GIVEN TEXT:

########################################

This is exactly the kind of reductive thinking that is getting the West into trouble.

There is no dictatorship system. At most, it points to a non-democratic system. But that term covers an incredibly wide variety of regimes, from 1920s Portugal to Latin American Cold War authoritarian regimes to the USSR to Maoist China to contemporary China, and all of them are very different creatures. The differences between these are much wider than the differences between democratic systems (e.g. US vs Israel vs India), which are already very wide.


How is calling the CCP a dictatorship getting the West into trouble?


Reductive thinking of how Chinese politics works gets the US into trouble. Particularly, the idea that the CCP is primarily a sclerotic, nonfunctional tumor on society, operating through sheer force of malign will, and that a democratic transition would be enabled as soon as the US helped cultivate alternative domestic institutions to the CCP.

########################################

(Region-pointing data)
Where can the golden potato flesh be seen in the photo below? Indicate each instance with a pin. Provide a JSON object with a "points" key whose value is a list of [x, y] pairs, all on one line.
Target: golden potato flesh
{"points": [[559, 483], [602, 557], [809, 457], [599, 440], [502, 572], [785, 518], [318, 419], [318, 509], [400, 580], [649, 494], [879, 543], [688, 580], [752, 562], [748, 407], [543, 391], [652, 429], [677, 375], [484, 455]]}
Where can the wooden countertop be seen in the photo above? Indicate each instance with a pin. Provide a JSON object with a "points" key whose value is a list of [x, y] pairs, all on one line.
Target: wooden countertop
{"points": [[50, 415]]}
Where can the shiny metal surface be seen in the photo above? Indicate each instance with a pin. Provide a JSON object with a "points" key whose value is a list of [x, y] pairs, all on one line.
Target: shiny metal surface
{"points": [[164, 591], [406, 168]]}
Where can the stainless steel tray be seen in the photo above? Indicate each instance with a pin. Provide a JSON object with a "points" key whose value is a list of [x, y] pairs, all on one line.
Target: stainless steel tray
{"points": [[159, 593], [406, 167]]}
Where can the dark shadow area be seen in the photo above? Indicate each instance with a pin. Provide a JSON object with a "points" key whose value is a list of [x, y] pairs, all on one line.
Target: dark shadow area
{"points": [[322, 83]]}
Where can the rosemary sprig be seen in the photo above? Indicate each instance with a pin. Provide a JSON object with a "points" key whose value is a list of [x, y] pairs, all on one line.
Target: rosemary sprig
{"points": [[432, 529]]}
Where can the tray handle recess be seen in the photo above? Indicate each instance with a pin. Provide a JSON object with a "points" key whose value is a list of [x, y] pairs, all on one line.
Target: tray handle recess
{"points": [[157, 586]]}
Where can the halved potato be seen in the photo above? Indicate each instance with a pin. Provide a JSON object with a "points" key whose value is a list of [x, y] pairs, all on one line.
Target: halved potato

########################################

STUDY QUESTIONS:
1 - Quote the discussion about the CCP word for word, beginning at the words "Reductive thinking of" and stopping after the words "to the CCP.".
2 - Answer these questions from the discussion about the CCP:
(a) Which three democratic systems does it name as examples?
(b) Which country does the last paragraph say reductive thinking about Chinese politics gets into trouble?
(c) In the idea that paragraph criticizes, the CCP is primarily what kind of thing on society?

ANSWERS FOR THE TASKS:
1 -
Reductive thinking of how Chinese politics works gets the US into trouble. Particularly, the idea that the CCP is primarily a sclerotic, nonfunctional tumor on society, operating through sheer force of malign will, and that a democratic transition would be enabled as soon as the US helped cultivate alternative domestic institutions to the CCP.

2 -
(a) The US, Israel and India.
(b) The US.
(c) A sclerotic, nonfunctional tumor.